### Given entries

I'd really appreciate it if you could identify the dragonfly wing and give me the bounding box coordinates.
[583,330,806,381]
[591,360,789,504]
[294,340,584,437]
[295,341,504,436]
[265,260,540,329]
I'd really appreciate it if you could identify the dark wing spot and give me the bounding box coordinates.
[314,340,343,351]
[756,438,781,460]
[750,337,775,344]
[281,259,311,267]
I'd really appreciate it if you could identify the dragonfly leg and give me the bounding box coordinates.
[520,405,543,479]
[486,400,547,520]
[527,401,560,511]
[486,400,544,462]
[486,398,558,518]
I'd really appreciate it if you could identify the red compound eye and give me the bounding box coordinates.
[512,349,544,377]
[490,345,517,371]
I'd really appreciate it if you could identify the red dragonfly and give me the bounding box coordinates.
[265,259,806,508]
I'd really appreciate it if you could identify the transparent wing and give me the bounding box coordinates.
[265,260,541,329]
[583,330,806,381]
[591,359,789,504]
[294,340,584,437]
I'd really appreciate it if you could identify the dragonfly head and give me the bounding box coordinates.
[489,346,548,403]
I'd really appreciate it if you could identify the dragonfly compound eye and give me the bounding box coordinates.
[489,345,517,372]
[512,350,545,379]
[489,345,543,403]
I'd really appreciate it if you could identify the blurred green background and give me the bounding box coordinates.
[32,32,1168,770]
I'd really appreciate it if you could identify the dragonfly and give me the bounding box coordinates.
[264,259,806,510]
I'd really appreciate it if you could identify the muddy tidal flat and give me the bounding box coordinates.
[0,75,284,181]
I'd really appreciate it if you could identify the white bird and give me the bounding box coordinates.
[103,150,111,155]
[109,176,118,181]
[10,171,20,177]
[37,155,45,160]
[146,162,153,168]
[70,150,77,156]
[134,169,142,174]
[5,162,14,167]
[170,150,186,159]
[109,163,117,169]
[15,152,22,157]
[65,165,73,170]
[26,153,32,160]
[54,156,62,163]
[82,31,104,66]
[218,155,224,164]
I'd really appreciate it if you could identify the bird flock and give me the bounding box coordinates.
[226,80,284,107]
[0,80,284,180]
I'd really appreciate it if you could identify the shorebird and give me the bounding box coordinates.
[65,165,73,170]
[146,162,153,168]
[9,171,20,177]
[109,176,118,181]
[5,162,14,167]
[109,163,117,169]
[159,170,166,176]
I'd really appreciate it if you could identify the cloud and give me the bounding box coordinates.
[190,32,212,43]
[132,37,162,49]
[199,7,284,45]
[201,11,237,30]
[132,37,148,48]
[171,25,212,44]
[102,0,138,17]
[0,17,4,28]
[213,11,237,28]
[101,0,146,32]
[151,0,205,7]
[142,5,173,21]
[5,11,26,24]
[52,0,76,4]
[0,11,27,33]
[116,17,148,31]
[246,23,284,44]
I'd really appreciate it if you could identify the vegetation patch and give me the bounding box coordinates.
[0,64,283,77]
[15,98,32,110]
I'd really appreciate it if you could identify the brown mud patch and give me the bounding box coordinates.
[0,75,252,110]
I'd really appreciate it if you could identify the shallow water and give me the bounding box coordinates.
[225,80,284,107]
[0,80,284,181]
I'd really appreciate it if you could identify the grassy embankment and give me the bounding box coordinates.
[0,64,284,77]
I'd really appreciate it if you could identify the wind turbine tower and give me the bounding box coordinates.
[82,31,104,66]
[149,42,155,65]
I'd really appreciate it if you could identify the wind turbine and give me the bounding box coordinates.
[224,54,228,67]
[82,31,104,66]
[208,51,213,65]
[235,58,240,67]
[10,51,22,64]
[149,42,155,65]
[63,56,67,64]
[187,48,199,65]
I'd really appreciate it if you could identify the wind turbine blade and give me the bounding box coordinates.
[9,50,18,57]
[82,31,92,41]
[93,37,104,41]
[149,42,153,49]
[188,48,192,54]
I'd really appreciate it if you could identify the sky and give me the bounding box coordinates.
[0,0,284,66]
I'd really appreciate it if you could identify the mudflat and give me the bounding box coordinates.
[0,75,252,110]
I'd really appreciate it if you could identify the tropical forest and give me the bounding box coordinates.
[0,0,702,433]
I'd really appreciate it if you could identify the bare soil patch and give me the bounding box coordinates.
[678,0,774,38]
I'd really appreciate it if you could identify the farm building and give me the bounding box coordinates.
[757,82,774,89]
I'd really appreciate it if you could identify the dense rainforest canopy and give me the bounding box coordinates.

### Task prompt
Would you please give back all of the material above exactly as it stands?

### Exercise result
I'd really appreciate it if you could identify the dragonfly wing and give me the bounding box coordinates.
[583,330,806,381]
[591,360,789,504]
[294,340,584,437]
[295,341,504,436]
[265,260,540,329]
I'd really appreciate it if you could identify the dark wing spot and give me the bounding box coordinates.
[314,340,343,351]
[756,438,781,460]
[750,337,775,344]
[281,259,311,267]
I'd really appreciate it if you could identify the dragonfly leg and give me the bounding box coordinates.
[520,405,543,479]
[486,400,547,520]
[527,401,560,511]
[486,400,544,462]
[486,398,558,518]
I'd really appreciate it if you could identify the red compound eye and give me the bounding box coordinates.
[512,349,544,377]
[490,345,517,371]
I'd really appreciate it if you could identify the red dragonfly and give me the bounding box coordinates.
[265,259,806,508]
I'd really appreciate it if you could identify the transparent wing and give me the bounding box coordinates.
[265,260,541,329]
[583,330,806,381]
[591,359,789,504]
[294,340,584,437]
I'd really appreciate it if you could identify the dragonfly head and give me the bounding box coordinates.
[489,346,548,403]
I'd really appreciate it if you could identify the dragonfly compound eye and give me the bounding box coordinates.
[489,345,517,372]
[512,350,545,379]
[489,345,543,403]
I'd really appreciate it if you could identify the blurred green background and give me the bounding box coordinates.
[32,32,1168,770]
I'd really appreciate it if you could identify the dragonfly and give me the bounding box coordinates.
[264,259,806,510]
I'd really appreciate it if you could identify the muddy tidal flat and give me the bounding box coordinates.
[0,75,284,181]
I'd really appreciate it if you could identify the white bird and give me the bounding box coordinates.
[103,150,111,155]
[109,176,118,181]
[10,171,20,177]
[37,155,45,160]
[146,162,153,168]
[70,150,77,156]
[134,169,142,174]
[5,162,14,167]
[170,150,186,159]
[109,163,117,169]
[15,152,22,157]
[65,165,73,170]
[26,153,32,160]
[54,156,62,163]
[82,31,104,66]
[218,155,224,164]
I'd really appreciate it if you could identify the bird flock and give me the bounding box coordinates.
[226,80,284,107]
[0,80,284,180]
I'd really appreciate it if you could identify the shorebird and give me the bounding box coordinates.
[65,165,73,170]
[146,162,153,168]
[9,171,20,177]
[109,176,118,181]
[5,162,14,167]
[109,163,117,169]
[159,170,166,176]
I'd really appreciate it if you could identify the cloud and give me the bounding box coordinates.
[190,32,212,43]
[132,37,162,49]
[199,7,284,45]
[201,11,237,30]
[132,37,148,48]
[171,25,212,44]
[102,0,138,17]
[0,17,4,28]
[213,11,237,28]
[101,0,146,32]
[151,0,205,7]
[142,5,173,21]
[5,11,26,24]
[52,0,76,4]
[0,11,27,33]
[116,17,148,31]
[246,23,284,44]
I'd really appreciate it if you could identify the vegetation patch and give me the bounding box coordinates.
[0,64,283,77]
[15,98,32,110]
I'd really appreciate it if you could identify the brown mud patch and give me the bounding box coordinates.
[0,75,252,110]
I'd really appreciate it if you could identify the shallow water and give me the bounding box coordinates.
[225,80,284,107]
[0,80,284,181]
I'd really appreciate it if you could identify the grassy embankment and give me the bounding box coordinates.
[0,64,284,77]
I'd really appreciate it if you could identify the wind turbine tower and give me the bounding box coordinates.
[82,31,104,66]
[149,42,155,65]
I'd really appreciate it if you could identify the wind turbine and give me the bounding box coordinates.
[224,54,228,67]
[82,31,104,66]
[208,51,213,65]
[235,58,240,67]
[10,51,22,64]
[149,42,155,65]
[63,56,67,64]
[187,48,199,65]
I'd really appreciate it if you could identify the wind turbine blade and give me the bounding box coordinates.
[9,50,18,57]
[82,31,92,41]
[93,37,104,41]
[149,42,153,49]
[188,48,192,54]
I'd really appreciate it if you could identify the sky and give me the bounding box coordinates.
[0,0,284,66]
I'd really appreciate it if you could identify the mudflat and give me the bounding box coordinates.
[0,75,252,110]
I'd really appreciate it if you could identify the tropical forest and give me the bounding box coordinates.
[0,0,702,433]
I'd really appreciate it if you could identify the bare soil patch and give me the bounding box coordinates.
[678,0,774,38]
I'd really appreciate it if you could identify the farm building and give me the bounding box coordinates.
[757,82,774,89]
I'd really appreciate it if you could identify the dense rainforest canopy and give me the bounding box coordinates.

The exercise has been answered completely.